• [Required task]: Repeat the records from the beginning through the line containing "[711,512,737,569]", inclusive, and leave the pictures out of your answer.

• [Stored data entries]:
= = = = = = =

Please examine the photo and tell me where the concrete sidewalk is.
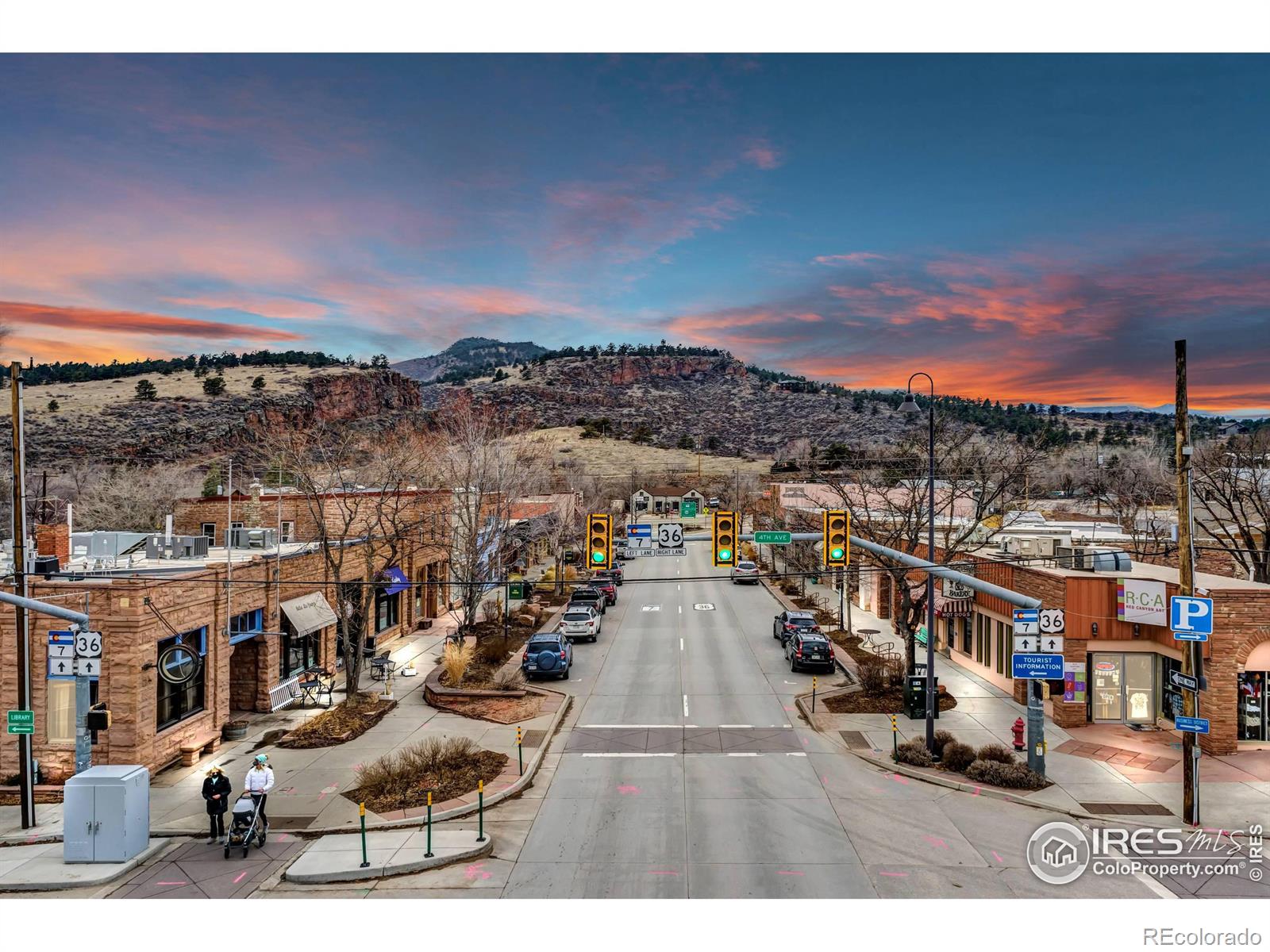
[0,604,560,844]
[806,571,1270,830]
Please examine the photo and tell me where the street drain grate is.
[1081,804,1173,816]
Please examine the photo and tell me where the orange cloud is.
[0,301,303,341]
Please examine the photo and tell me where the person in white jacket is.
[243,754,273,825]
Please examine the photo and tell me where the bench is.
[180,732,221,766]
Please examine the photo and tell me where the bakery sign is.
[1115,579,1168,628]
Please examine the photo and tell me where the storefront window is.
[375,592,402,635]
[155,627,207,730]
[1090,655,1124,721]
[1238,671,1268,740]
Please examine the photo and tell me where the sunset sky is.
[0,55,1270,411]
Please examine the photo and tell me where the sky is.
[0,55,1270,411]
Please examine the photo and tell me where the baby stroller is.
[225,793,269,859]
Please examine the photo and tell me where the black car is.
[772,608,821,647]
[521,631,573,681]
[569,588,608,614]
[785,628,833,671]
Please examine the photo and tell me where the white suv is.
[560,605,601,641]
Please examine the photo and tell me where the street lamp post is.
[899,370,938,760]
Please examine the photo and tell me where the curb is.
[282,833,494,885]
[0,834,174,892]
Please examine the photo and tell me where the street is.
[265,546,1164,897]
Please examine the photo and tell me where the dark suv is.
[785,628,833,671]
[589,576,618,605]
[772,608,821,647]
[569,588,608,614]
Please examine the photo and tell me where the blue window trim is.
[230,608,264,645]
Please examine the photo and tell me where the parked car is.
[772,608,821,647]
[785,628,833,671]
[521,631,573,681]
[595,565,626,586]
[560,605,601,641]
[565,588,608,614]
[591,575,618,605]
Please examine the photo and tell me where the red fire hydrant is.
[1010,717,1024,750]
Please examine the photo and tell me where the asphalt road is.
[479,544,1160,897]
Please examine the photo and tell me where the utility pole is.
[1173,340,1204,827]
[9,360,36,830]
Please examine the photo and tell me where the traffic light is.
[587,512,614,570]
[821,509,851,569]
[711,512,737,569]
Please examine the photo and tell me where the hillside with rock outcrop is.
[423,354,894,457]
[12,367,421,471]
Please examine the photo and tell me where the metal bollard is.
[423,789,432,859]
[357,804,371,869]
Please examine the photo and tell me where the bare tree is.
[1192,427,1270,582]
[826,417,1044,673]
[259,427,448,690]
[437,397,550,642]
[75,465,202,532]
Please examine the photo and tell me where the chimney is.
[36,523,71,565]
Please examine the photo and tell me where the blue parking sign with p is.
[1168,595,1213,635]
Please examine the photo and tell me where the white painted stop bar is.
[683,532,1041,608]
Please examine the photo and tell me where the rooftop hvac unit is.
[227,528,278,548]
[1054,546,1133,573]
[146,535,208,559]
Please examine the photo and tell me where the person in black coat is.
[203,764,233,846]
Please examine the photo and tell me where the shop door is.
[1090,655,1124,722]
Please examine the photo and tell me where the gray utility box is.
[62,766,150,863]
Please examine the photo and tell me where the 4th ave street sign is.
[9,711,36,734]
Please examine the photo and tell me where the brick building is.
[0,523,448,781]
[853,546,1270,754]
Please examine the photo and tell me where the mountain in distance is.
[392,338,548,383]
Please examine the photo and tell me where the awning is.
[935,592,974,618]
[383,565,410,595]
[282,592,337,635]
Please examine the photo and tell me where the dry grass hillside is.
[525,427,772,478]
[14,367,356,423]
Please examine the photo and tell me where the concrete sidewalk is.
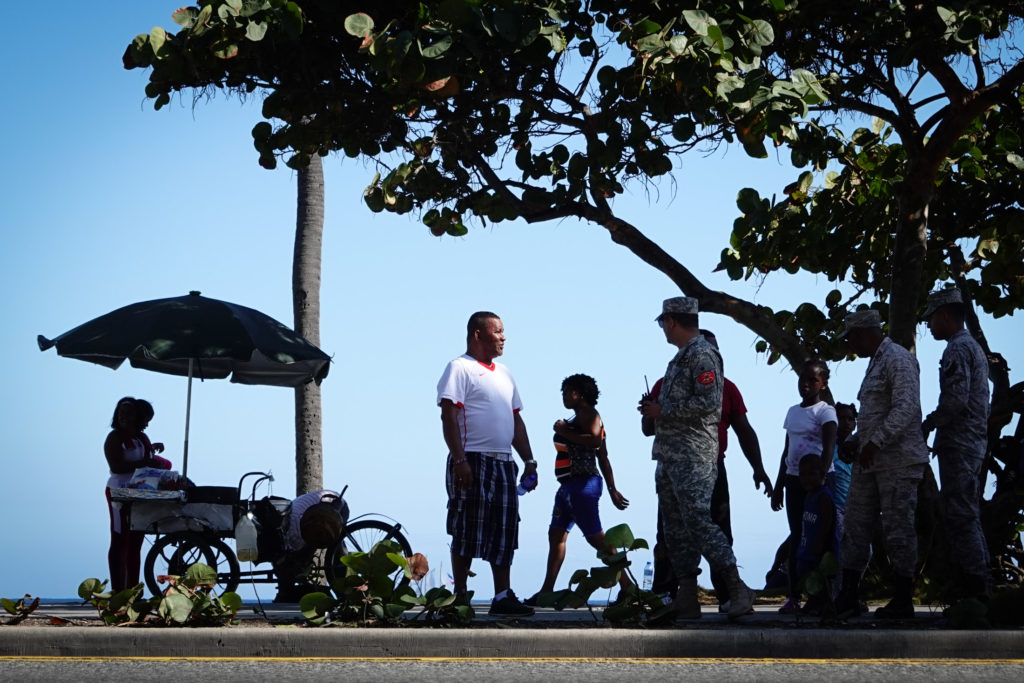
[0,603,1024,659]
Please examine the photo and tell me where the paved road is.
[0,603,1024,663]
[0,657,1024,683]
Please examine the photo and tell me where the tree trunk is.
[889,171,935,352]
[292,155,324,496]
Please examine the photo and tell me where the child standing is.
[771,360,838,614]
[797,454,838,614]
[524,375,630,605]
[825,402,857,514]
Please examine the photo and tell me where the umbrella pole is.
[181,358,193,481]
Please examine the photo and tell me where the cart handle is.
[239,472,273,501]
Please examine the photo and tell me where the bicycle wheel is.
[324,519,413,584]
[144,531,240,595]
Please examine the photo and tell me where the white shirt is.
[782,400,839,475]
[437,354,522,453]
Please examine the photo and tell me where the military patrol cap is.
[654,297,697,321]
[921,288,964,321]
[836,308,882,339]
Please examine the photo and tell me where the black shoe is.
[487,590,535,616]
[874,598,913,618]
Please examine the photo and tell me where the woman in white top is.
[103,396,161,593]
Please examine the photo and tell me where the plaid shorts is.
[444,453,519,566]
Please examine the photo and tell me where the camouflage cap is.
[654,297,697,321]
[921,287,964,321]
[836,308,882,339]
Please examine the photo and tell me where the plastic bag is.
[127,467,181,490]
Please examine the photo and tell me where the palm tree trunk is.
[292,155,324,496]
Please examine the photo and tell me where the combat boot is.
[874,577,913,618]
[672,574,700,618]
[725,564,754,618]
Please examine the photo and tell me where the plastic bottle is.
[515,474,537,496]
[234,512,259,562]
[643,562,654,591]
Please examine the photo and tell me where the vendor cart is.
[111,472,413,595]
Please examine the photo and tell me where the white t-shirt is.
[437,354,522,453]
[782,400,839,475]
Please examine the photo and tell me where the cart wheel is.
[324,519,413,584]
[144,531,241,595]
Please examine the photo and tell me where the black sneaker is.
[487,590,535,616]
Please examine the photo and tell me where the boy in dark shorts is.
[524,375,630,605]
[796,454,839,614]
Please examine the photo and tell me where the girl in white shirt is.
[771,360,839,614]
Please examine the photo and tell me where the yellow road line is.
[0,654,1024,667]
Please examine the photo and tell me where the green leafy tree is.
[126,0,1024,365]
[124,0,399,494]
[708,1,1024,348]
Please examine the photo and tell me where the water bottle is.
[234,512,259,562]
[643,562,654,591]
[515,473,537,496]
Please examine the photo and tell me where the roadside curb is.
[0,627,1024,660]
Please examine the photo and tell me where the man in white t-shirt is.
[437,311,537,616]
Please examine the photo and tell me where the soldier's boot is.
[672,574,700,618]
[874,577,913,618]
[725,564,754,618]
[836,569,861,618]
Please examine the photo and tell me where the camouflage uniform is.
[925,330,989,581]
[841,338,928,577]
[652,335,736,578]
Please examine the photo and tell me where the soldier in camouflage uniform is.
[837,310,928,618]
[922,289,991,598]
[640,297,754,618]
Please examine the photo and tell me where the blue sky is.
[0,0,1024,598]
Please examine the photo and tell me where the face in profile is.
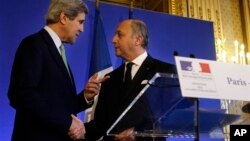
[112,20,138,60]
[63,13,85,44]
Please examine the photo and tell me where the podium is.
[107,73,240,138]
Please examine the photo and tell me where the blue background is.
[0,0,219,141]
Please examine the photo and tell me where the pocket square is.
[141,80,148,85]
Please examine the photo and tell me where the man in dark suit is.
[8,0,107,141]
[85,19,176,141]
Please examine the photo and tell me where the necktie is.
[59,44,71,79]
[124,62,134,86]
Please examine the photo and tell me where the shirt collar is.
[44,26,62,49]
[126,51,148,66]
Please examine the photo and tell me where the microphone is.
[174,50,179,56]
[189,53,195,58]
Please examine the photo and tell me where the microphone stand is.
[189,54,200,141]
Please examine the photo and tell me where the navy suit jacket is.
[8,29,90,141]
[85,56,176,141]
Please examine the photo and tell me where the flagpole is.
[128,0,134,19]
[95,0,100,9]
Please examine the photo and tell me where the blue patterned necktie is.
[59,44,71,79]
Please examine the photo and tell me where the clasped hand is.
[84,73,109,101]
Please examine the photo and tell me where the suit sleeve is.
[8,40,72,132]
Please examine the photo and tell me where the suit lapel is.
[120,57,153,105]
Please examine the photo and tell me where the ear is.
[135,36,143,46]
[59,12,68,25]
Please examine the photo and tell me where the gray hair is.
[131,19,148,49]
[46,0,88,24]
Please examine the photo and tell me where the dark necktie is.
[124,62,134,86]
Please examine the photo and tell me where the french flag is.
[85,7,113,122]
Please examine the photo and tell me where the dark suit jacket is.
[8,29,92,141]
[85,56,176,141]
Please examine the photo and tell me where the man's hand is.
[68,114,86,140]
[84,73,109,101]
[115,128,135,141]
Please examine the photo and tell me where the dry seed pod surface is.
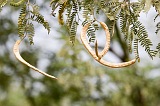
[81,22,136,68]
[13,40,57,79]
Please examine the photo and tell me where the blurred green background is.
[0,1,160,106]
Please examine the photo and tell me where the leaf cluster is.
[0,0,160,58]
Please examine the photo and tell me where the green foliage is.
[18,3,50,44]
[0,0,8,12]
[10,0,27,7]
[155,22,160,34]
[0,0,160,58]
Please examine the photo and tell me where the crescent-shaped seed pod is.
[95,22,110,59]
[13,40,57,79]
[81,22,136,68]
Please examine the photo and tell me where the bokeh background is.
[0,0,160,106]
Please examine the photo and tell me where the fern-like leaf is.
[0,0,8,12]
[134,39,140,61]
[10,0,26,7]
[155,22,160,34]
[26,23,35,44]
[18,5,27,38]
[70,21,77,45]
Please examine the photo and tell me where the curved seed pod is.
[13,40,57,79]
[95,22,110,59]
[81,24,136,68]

= = = = = = =

• [Answer for the task]:
Please examine the photo and tell me where the concrete sidewalk is.
[0,604,560,844]
[806,571,1270,830]
Please examine the photo and tell me where the street drain grate is.
[1081,804,1173,816]
Please examine the photo and tell me where the orange cloud is.
[0,301,303,341]
Please examine the photo and tell me where the person in white jacket is.
[243,754,273,825]
Please examine the photo and tell me where the bench is.
[180,732,221,766]
Please examine the photo and tell me where the bakery sign is.
[1115,579,1168,628]
Please examine the photo and tell me where the storefront window is.
[375,592,402,635]
[155,627,207,730]
[1090,655,1124,721]
[1238,671,1268,740]
Please examine the photo and tell me where the sunset sky is.
[0,55,1270,411]
Please examine the photo and tell me where the sky is.
[0,55,1270,411]
Please examine the photo and tell me where the baby stroller is.
[225,793,269,859]
Please examine the photo and tell me where the black car is.
[772,608,821,647]
[521,631,573,681]
[569,588,608,614]
[785,628,833,671]
Please examine the photo and tell me where the white suv is.
[560,605,601,641]
Please examine the photo and tell me where the street lamp post is.
[899,370,938,760]
Please examine the photo and tell me where the curb is.
[282,833,494,885]
[0,834,174,892]
Please examine the photo and tell me where the street is.
[265,546,1164,897]
Please examine the photo and tell me where the dark suv is.
[785,628,833,671]
[589,576,618,605]
[772,608,821,647]
[569,588,608,614]
Please examine the photo and tell me where the blue window trim is.
[230,608,264,645]
Please examine the photo and tell me where the parked car is.
[772,608,821,647]
[785,628,833,671]
[521,631,573,681]
[595,565,626,586]
[560,605,601,641]
[565,588,608,614]
[591,575,618,605]
Please examine the photo and tell me where the red fire hydrant is.
[1010,717,1024,750]
Please examine the photo and tell me where the asphalt road is.
[479,544,1160,897]
Please examine the photo and tell me where the utility pole is.
[1173,340,1204,827]
[9,360,36,830]
Please examine the photo and tell me where the traffic light is.
[587,512,614,570]
[821,509,851,569]
[711,512,737,569]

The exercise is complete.